Tarefa A: Segundo o trecho sobre sigilo bancário, qual é a única flexibilização que a proibição admitiria na terceira derivação?
Tarefa B: Continue o trecho sobre sigilo bancário a partir do ponto em que ele termina.

Trecho para leitura:
━━━━━━

Ignorando todas essas múltiplas e analíticas circunstâncias, a impugnação pretende perpetrar um evidente sofisma. Sabendo ausente do texto constitucional uma proteção expressa e deliberada do sigilo bancário ou fiscal, a inicial pretende valer-se de uma via transversa para conferir ao sigilo bancário ou fiscal status constitucional e, assim, abandonando o exato conteúdo dos incisos X e XII do art. 5º da Constituição, substituir tais dispositivos constitucionais por uma fictícia cláusula geral de proibição absoluta de divulgação de toda e qualquer informação bancária, cumulada com uma igualmente inexistente e imaginosa reserva de jurisdição.

O mecanismo opera por meio de uma série de derivações cujo objetivo é substituir o texto constitucional por uma criativa e oportunista concessão de status constitucional a uma inexistente proibição de acesso a informação bancária. De início, afirma-se cabalmente, em uma primeira derivação: o sigilo bancário ou fiscal está contido na proteção constitucional da intimidade, da vida privada e das comunicações de dados.

A seguir, procede-se a uma segunda derivação: o sigilo bancário ou fiscal - já artificialmente constitucionalizado - impede a divulgação de toda e qualquer informação bancária. Em terceiro lugar, acrescenta-se: essa proibição só admite uma única flexibilização, a prévia ordem judicial. Em quarto lugar, conclui-se: será inconstitucional toda e qualquer norma que, sem a prévia autorização judicial, conceder acesso a toda e qualquer informação bancária. Por fim, em quinto e último lugar, alega-se inconstitucionais as normas impugnadas.

É fácil perceber o sofisma a que conduz tal construção: ela afasta o cotejo da norma impugnada diretamente com as normas constitucionais invocadas por meio da concessão aos incisos X e XII do art. 5º da Constituição Federal de um sentido e alcance que ele não possui.

━━━━━━

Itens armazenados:

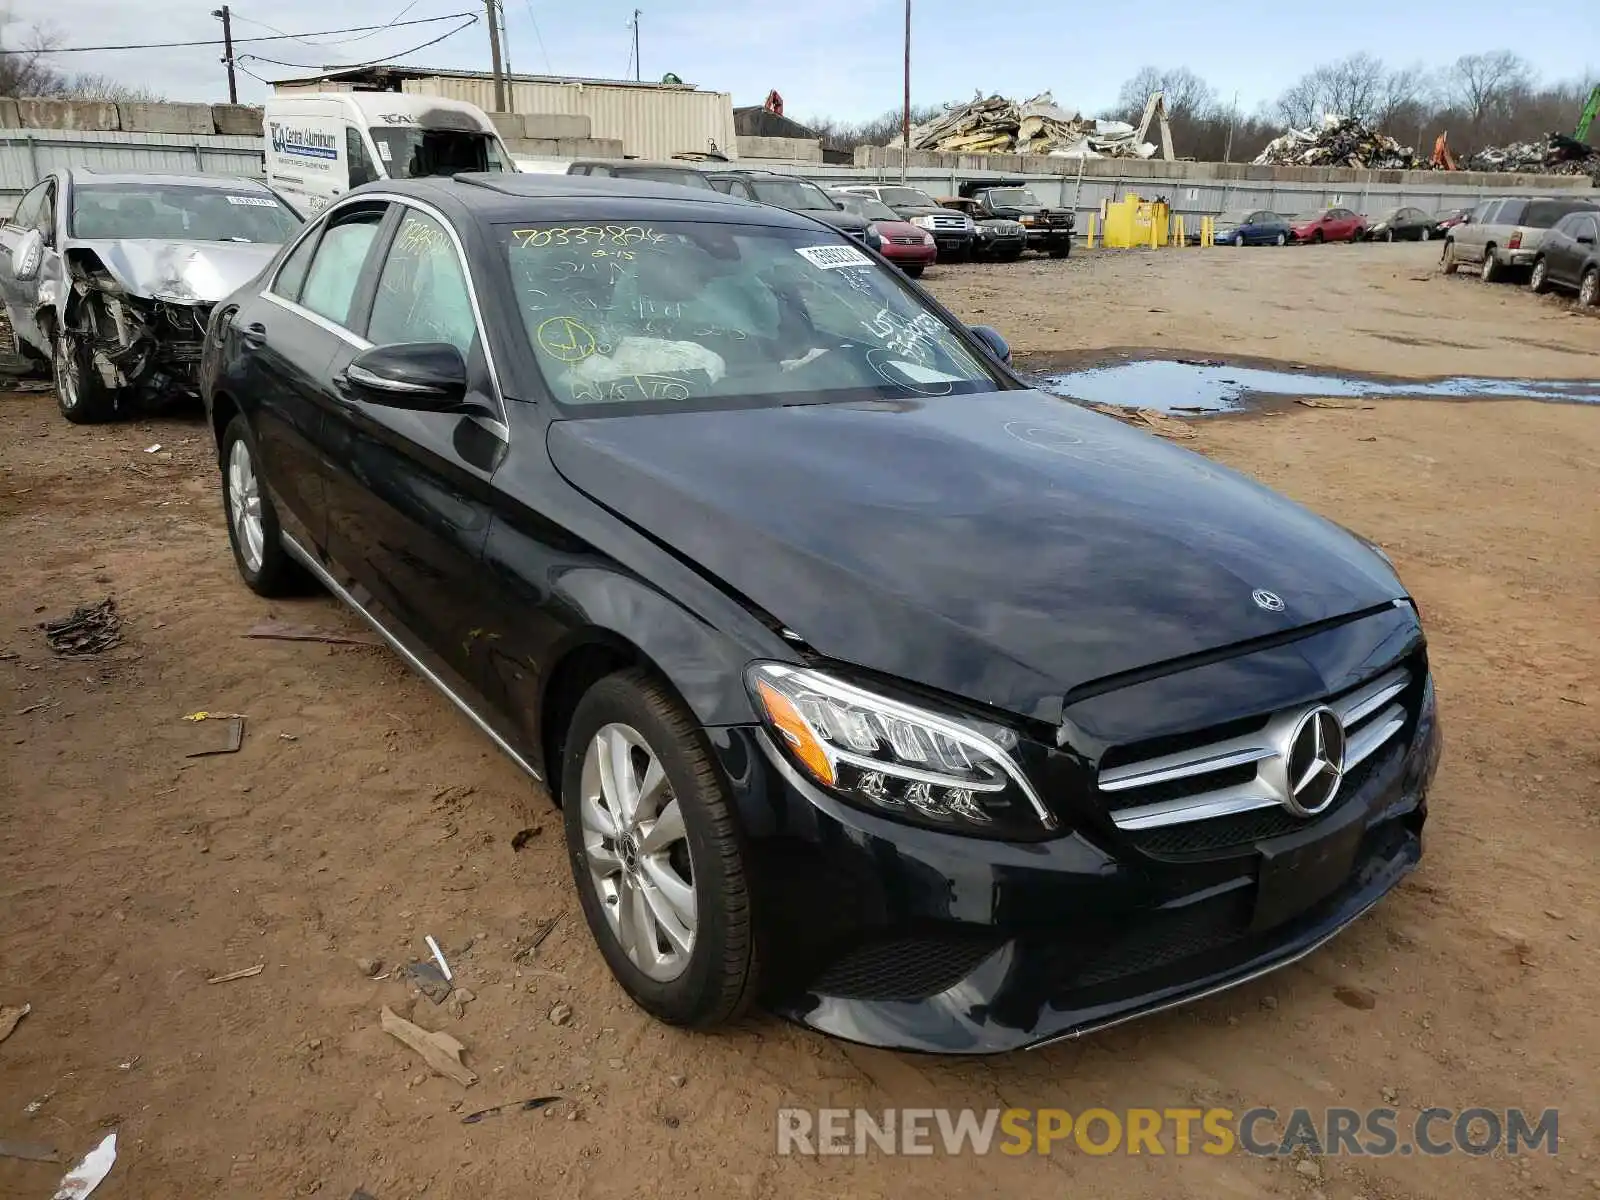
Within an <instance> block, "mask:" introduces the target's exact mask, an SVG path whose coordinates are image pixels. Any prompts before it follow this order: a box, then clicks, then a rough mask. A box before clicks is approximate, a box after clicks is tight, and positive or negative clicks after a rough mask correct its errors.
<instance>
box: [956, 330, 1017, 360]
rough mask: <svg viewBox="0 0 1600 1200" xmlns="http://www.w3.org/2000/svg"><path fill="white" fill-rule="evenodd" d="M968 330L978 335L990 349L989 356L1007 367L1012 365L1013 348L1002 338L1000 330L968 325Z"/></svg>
mask: <svg viewBox="0 0 1600 1200" xmlns="http://www.w3.org/2000/svg"><path fill="white" fill-rule="evenodd" d="M966 328H970V330H971V331H973V333H976V334H978V338H979V341H982V344H984V346H987V347H989V354H992V355H994V357H995V358H998V360H1000V362H1003V363H1005V365H1006V366H1010V365H1011V346H1010V342H1006V339H1005V338H1002V336H1000V330H997V328H994V326H992V325H968V326H966Z"/></svg>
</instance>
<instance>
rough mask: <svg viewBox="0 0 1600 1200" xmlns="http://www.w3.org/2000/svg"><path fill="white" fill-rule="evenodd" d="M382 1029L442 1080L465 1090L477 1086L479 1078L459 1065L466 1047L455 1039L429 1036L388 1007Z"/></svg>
mask: <svg viewBox="0 0 1600 1200" xmlns="http://www.w3.org/2000/svg"><path fill="white" fill-rule="evenodd" d="M382 1027H384V1032H386V1034H390V1035H394V1037H395V1038H398V1040H400V1042H403V1043H405V1045H406V1046H410V1048H411V1050H414V1051H416V1053H418V1054H421V1056H422V1061H424V1062H427V1066H430V1067H432V1069H434V1070H435V1072H437V1074H440V1075H443V1077H445V1078H450V1080H454V1082H456V1083H459V1085H461V1086H464V1088H470V1086H472V1085H474V1083H477V1082H478V1077H477V1075H475V1074H472V1072H470V1070H469V1069H467V1067H466V1066H464V1064H462V1062H461V1051H462V1050H466V1046H464V1045H461V1043H459V1042H456V1038H453V1037H451V1035H450V1034H445V1032H438V1034H430V1032H429V1030H426V1029H422V1027H421V1026H414V1024H411V1022H410V1021H406V1019H405V1018H403V1016H400V1014H398V1013H395V1011H394V1010H392V1008H389V1005H384V1006H382Z"/></svg>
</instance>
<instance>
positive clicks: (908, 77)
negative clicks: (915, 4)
mask: <svg viewBox="0 0 1600 1200" xmlns="http://www.w3.org/2000/svg"><path fill="white" fill-rule="evenodd" d="M907 158H910V0H906V102H904V107H902V109H901V182H906V168H907V162H906V160H907Z"/></svg>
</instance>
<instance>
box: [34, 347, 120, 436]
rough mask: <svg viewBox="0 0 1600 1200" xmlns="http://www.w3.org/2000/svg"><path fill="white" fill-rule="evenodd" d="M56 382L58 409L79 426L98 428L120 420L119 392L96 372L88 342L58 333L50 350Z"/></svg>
mask: <svg viewBox="0 0 1600 1200" xmlns="http://www.w3.org/2000/svg"><path fill="white" fill-rule="evenodd" d="M50 363H51V370H53V373H54V379H56V406H58V408H59V410H61V414H62V416H64V418H67V421H70V422H72V424H75V426H98V424H101V422H104V421H112V419H114V418H115V416H117V390H115V389H112V387H107V386H106V381H104V379H101V374H99V371H98V370H94V360H93V354H91V352H90V347H88V342H85V341H83V339H82V338H78V336H77V334H74V333H58V334H56V338H54V339H53V342H51V347H50Z"/></svg>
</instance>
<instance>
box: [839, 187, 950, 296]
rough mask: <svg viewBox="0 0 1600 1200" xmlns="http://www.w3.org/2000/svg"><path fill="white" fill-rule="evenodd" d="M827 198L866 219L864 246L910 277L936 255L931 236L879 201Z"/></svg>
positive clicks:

━━━━━━

Resposta A: A prévia ordem judicial.

Resposta B:
Com efeito, ainda que os referidos incisos protegessem contra a divulgação de determinadas informações financeiras, não seria possível equiparar tal proteção a uma proibição absoluta de divulgação de toda e qualquer informação bancária. Sabidamente, não se pode presumir que toda e qualquer informação bancária seja necessária e gravemente reveladora da intimidade e da vida privada de alguém ou, por outro lado, decorra de uma supostamente inexorável interceptação da comunicação de dados.

Do mesmo modo, a reserva de jurisdição prevista no inciso XII do art. 5º da Constituição Federal aplica-se tão-somente à interceptação telefônica e não à comunicação de dados, asseverando-se que o acesso a dados constantes de registros não está protegido pela reserva de jurisdição.

Assim, ao substituir o efetivo conteúdo dos incisos do art. 5º da Constituição Federal pela inexistente e absolutamente artificial "Norma Constitucional Derivada do Sigilo Bancário ou Fiscal" alcança-se a desinibida invenção da seguinte cláusula constitucional: "Será inconstitucional o acesso a toda e qualquer informação bancária, sem prévia autorização judicial". Essa absurda formulação convola-se em parâmetro autônomo de controle de constitucionalidade, substituindo as normas efetivamente constantes do texto constitucional.

É simples e clara como os argumentos leais costumam ser a forma ortodoxa de superação de um tal sofisma. Para fazê-lo, basta submeter as normas impugnadas a um cotejo direto e imediato com o conteúdo dos incisos X e XII do art. 5º da Constituição Federal, afastando-se a norma artificiosamente interposta e criada pelo Requerente.

Em o fazendo, resta manifesta a legitimidade da norma impugnada. Como demonstrado acima, a norma impugnada simplesmente autoriza a autoridade tributária federal a promover um "cruzamento de dados" que sempre lhe foram devidos e dos quais já dispõe, sem acrescer informação alguma àquela que já lhe era oferecida.

Assim, em medida alguma tal norma pode revelar-se gravosa ao suposto "sigilo bancário" e muito menos à intimidade ou à privacidade, pois, em face do Fisco, tais informações já não eram sigilosas e nem afetadas à intimidade ou privacidade do sujeito passivo da obrigação tributária.